- **Reading passage**
Memorandum: After slipping and falling on the front porch of defendants' home, plaintiff commenced this action to recover damages for injuries that she allegedly sustained as a result of the fall. Later in the same month when plaintiff fell, defendants took photographs of the porch. Subsequently, approximately five weeks after the fall, plaintiff took photographs of the porch. Unlike defendants' photographs, plaintiff's photographs appear to depict a green substance on the porch. In addition, the photographs depict planters on the porch. Defendant Sarah Yerkovich testified at her deposition that she watered plants that grew in the planters and that water could leak out of the planters onto the porch. In his affidavit, plaintiff's expert opined that water had saturated the wooden porch over a period of “many months,” leading to the development of a “microbial growth” that would have become slippery in wet weather, such as occurred on the day of the fall. Plaintiff, at her deposition, viewed a photograph of the porch and identified a skid mark in the alleged growth as the location of the fall. Plaintiff moved for partial summary judgment on, inter alia, the issue of negligence, and defendants cross-moved for summary judgment dismissing the complaint. Defendants appeal and plaintiff cross-appeals from an order denying the motion and cross motion.
We agree with defendants on their appeal that Supreme Court erred in denying the cross motion with respect to the claim that defendants had actual notice of the allegedly dangerous condition, and we therefore modify the order accordingly. “To establish that they did not have actual notice of the allegedly dangerous condition, defendants were required to show that they did not receive any complaints concerning the area where plaintiff fell and were unaware of any ․ [slippery] substance in that location prior to plaintiff's accident” (Navetta v. Onondaga Galleries LLC, 106 A.D.3d 1468, 1469, 964 N.Y.S.2d 835 [4th Dept. 2013]; see Cosgrove v. River Oaks Rests., LLC, 161 A.D.3d 1575, 1576, 76 N.Y.S.3d 350 [4th Dept. 2018] ). In support of their cross motion, defendants submitted the affidavit of defendant Robert J. Anthony, Jr., wherein he stated that he never observed a slippery organic growth on the porch prior to the fall and that no one had ever complained to him about the condition of the porch. In opposition, plaintiff failed to raise an issue of fact with respect to defendants' actual notice (see generally Zuckerman v. City of New York, 49 N.Y.2d 557, 562, 427 N.Y.S.2d 595, 404 N.E.2d 718 [1980] ).

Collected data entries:
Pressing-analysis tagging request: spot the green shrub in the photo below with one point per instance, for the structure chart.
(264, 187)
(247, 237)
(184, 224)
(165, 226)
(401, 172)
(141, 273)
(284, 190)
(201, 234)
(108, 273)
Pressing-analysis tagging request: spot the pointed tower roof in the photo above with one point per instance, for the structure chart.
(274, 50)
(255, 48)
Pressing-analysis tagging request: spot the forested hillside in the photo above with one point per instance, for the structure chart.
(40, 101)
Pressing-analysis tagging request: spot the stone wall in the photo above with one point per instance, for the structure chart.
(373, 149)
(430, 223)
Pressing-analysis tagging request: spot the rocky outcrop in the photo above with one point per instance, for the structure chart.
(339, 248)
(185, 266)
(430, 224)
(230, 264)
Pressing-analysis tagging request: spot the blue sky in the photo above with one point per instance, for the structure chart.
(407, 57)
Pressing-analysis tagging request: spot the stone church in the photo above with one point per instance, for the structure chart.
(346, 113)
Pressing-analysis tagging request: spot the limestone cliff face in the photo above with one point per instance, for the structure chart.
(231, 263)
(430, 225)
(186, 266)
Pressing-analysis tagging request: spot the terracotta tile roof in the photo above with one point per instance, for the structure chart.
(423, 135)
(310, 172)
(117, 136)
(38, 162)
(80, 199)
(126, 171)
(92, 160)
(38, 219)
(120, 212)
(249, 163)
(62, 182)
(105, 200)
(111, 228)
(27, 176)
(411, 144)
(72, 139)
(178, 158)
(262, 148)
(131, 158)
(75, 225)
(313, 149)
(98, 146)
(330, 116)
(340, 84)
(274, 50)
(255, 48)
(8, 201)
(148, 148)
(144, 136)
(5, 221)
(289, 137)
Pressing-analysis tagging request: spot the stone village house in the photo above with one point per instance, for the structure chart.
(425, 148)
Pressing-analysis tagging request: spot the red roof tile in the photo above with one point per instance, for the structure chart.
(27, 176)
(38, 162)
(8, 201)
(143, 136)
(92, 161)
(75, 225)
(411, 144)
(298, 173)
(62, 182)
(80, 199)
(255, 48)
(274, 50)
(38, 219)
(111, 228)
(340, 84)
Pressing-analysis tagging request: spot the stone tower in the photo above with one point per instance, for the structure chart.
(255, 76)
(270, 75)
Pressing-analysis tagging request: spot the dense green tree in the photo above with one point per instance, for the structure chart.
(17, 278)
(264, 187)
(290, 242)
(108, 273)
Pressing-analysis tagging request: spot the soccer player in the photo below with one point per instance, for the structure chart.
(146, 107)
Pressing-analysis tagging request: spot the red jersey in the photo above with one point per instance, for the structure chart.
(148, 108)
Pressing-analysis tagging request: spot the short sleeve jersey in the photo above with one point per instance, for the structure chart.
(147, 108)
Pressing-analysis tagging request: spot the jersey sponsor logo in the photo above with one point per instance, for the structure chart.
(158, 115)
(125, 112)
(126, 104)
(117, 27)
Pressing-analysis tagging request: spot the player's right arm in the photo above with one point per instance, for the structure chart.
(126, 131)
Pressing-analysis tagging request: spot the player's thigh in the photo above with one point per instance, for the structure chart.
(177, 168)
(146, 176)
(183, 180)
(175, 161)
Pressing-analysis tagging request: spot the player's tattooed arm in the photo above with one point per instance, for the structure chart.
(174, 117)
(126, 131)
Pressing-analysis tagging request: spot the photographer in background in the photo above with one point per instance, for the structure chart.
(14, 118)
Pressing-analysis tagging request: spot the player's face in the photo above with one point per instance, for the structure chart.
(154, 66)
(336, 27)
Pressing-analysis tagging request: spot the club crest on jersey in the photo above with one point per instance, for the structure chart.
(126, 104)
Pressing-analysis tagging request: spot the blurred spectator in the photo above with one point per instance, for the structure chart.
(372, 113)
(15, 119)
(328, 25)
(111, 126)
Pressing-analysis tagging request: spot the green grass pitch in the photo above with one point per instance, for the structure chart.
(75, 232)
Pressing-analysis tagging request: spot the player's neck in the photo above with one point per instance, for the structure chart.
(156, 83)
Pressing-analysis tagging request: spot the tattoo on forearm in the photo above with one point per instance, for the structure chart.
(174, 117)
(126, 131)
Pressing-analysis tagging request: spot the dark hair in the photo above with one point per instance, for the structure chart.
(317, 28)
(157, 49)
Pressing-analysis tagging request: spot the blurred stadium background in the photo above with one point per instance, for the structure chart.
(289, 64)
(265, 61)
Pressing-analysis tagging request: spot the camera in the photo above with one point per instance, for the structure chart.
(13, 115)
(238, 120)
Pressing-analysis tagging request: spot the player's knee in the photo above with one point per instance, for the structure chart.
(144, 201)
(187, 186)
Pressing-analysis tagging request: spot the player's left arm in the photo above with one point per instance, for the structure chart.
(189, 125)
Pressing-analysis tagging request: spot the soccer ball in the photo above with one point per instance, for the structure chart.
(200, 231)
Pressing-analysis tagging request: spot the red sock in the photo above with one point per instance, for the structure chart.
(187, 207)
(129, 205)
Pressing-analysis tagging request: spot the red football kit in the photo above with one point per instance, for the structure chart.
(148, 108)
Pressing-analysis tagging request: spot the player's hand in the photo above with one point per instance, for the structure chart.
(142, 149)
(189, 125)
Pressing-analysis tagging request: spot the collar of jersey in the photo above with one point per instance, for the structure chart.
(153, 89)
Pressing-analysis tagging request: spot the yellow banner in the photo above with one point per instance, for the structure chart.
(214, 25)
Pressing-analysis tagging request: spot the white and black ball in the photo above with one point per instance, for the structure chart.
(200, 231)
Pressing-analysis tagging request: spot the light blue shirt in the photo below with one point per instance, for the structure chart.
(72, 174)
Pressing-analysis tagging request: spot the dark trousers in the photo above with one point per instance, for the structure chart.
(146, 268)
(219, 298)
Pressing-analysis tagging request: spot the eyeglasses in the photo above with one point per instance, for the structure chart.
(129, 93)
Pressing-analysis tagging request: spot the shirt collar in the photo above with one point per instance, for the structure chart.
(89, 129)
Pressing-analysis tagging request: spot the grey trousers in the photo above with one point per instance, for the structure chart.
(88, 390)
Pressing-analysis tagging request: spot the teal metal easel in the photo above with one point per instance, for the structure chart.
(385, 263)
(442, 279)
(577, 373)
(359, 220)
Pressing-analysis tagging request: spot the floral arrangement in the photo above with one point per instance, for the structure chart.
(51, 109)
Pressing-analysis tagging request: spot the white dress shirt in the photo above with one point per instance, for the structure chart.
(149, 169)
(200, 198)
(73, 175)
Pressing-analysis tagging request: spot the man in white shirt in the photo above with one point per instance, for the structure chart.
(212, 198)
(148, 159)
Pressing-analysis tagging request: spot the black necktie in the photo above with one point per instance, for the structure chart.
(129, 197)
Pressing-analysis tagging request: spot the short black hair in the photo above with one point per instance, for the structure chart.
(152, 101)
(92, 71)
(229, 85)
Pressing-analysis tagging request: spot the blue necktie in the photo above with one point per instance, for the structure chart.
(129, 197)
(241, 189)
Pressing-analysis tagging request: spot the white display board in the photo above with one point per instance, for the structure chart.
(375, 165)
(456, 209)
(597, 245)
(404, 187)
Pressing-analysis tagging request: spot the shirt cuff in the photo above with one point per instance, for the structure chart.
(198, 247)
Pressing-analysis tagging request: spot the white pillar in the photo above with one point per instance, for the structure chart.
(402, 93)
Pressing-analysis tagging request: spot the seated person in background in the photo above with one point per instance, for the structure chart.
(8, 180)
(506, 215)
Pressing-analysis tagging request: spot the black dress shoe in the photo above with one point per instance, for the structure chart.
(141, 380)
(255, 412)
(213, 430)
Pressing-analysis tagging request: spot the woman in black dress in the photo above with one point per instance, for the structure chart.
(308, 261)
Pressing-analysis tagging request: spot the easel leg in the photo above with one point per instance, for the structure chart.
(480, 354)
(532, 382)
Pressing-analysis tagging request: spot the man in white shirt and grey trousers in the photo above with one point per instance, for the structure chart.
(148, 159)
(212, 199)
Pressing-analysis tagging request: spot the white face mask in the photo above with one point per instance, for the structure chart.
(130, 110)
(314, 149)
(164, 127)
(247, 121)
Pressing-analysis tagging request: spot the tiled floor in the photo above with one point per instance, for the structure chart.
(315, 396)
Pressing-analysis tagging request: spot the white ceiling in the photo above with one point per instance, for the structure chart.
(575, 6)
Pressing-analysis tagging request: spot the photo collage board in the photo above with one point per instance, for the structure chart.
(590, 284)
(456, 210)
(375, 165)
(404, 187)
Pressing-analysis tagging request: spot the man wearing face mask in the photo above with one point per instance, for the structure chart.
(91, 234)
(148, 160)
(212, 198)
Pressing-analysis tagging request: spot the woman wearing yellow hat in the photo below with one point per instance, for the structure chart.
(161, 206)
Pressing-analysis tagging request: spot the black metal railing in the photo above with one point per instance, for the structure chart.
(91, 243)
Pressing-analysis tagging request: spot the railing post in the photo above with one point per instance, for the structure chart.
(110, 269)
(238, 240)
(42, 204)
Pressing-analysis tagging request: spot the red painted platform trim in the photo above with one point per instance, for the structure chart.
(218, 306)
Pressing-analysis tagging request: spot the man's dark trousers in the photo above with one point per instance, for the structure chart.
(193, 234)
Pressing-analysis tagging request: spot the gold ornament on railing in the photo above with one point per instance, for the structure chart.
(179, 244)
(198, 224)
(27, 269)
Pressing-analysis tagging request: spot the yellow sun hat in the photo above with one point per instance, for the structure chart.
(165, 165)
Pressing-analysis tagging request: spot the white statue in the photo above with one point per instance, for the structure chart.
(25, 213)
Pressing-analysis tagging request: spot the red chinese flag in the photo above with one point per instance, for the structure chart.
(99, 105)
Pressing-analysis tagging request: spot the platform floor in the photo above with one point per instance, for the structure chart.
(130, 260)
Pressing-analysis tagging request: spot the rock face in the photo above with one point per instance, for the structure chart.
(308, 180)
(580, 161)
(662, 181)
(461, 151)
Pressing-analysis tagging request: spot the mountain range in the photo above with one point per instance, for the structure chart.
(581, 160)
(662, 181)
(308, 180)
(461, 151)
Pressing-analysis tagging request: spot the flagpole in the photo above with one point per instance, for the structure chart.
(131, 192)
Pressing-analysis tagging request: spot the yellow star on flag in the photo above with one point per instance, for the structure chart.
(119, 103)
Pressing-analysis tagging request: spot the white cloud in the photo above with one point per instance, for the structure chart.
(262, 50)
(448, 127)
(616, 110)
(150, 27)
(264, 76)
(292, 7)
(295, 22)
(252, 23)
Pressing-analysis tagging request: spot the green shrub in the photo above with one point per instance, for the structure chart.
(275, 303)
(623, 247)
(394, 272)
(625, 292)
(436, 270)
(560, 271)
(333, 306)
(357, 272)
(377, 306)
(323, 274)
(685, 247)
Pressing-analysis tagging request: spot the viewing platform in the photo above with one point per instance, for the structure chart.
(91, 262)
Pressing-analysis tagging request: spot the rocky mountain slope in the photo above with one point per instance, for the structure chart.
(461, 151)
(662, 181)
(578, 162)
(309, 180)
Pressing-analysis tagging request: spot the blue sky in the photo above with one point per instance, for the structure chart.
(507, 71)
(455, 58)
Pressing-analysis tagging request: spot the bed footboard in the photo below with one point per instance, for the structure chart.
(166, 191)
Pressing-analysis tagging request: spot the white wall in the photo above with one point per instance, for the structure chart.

- **Your tasks**
a - According to the memorandum, about how long after the fall did the plaintiff photograph the porch?
b - Name every court case that the memorandum cites.
c - Condense the memorandum's paragraph beginning "We agree with defendants on their appeal" into a shorter version that keeps its main facts.
The records play no part in this work.

- **Solutions per task**
a - Approximately five weeks after the fall.

b -
- Navetta v. Onondaga Galleries LLC
- Cosgrove v. River Oaks Rests., LLC
- Zuckerman v. City of New York

c - On defendants' appeal, the court holds that Supreme Court erred in denying the cross motion on the claim of actual notice and modifies the order. To show lack of actual notice, defendants had to prove they received no complaints about the area and did not know of any slippery substance there before the accident. Defendant Robert J. Anthony, Jr., stated in an affidavit that he never saw a slippery organic growth on the porch before the fall and that no one had complained to him about its condition. Plaintiff failed to raise an issue of fact on actual notice.